▸ Text segment:

+--

In [6]:
# Step 1 — Imports + tiny helpers
import json, re, time, random, datetime, pathlib, requests
from bs4 import BeautifulSoup

def now_utc_iso():
    return datetime.datetime.utcnow().replace(microsecond=0).isoformat() + "Z"

def default_headers():
    return {
        "User-Agent": ("Mozilla/5.0 (Windows NT 10.0; Win64; x64) "
                       "AppleWebKit/537.36 (KHTML, like Gecko) "
                       "Chrome/120.0.0.0 Safari/537.36"),
        "Accept-Language": "en-US,en;q=0.9",
        "Cache-Control": "no-cache",
        "Pragma": "no-cache",
        "DNT": "1",
    }

def batches_root():
    return pathlib.Path("data/batches")

def latest_batch_path():
    root = batches_root()
    if not root.exists():
        return None
    dirs = [p for p in root.iterdir() if p.is_dir()]
    return max(dirs, key=lambda p: p.stat().st_mtime) if dirs else None


In [7]:
# Step 2 — Inspect latest batch; show what's inside raw/structured

latest = latest_batch_path()
print("Latest batch:", latest.name if latest else "(none)")

if latest is None:
    raise SystemExit("No batch found.\nRun from terminal: `python -m src.batch` then `python -m src.fetch` then `python -m src.extract_search`.")

raw_dir = latest / "raw"
struct_dir = latest / "structured"

print("raw_dir     :", raw_dir.resolve())
print("structured  :", struct_dir.resolve())

print("raw files   :", sorted(p.name for p in raw_dir.glob('*'))[:15])
print("structured  :", sorted(p.name for p in struct_dir.glob('*'))[:15])

lu_path = struct_dir / "listing_urls.json"
print("listing_urls.json exists? ->", lu_path.exists())

+--

[Point labeling rows]
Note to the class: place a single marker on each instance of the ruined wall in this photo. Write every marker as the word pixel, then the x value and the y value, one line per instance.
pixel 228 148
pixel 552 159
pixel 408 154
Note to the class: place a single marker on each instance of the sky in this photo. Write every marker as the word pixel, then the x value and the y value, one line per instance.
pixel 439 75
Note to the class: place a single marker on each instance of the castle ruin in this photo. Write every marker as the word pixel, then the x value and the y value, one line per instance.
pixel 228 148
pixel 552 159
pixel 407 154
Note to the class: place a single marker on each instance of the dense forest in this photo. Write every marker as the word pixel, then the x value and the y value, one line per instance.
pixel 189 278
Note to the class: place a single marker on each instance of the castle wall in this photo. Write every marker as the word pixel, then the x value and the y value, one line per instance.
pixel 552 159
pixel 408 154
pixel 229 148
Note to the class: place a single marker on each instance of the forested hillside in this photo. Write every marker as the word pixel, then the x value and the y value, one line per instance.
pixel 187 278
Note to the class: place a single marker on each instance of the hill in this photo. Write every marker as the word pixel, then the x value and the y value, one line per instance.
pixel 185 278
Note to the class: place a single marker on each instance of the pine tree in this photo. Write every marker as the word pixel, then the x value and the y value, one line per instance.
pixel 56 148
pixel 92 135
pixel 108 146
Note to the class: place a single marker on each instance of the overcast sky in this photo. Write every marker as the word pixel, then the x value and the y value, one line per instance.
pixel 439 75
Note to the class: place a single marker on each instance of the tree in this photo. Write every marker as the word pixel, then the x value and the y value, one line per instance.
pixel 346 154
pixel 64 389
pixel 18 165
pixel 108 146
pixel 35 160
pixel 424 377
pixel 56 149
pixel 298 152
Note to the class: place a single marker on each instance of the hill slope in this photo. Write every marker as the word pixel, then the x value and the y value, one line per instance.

+--

▸ Requirement 1:
Answer each question from the notebook code.
(a) What value does `default_headers` set for "Accept-Language"?
(b) What path does `batches_root` return?
(c) Which file's existence is checked in the last line?
▸ Requirement 2: Extend the notebook code with the lines that would come after its final print statement.
These rows have no connection to the notebook code above them.

▸ Expected answer 1:
(a) "en-US,en;q=0.9"
(b) "data/batches"
(c) listing_urls.json

▸ Expected answer 2:
Latest batch: 2025-09-23_zips25
raw_dir     : C:\Users\VICTUS\Documents\Rose\Training\Fellowship.ai\real estate listing optimization\real-estate-listing-optimization\data\batches\2025-09-23_zips25\raw
structured  : C:\Users\VICTUS\Documents\Rose\Training\Fellowship.ai\real estate listing optimization\real-estate-listing-optimization\data\batches\2025-09-23_zips25\structured
raw files   : ['0001_meta.json', '0001_raw.html', '0001_response.json']
structured  : ['listing_urls.json', 'seed_search_pages.json']
listing_urls.json exists? -> True


In [8]:
# Step 3 — Force-create 1001_raw.html from the first detail URL in listing_urls.json

lu = struct_dir / "listing_urls.json"
if not lu.exists():
    raise SystemExit("`listing_urls.json` missing.\nRun: `python -m src.extract_search` after fetching a search page.")

payload = json.loads(lu.read_text(encoding="utf-8"))
urls = payload.get("urls", [])
if not urls:
    raise SystemExit("No URLs inside listing_urls.json.\nMake sure your search page actually had listings.")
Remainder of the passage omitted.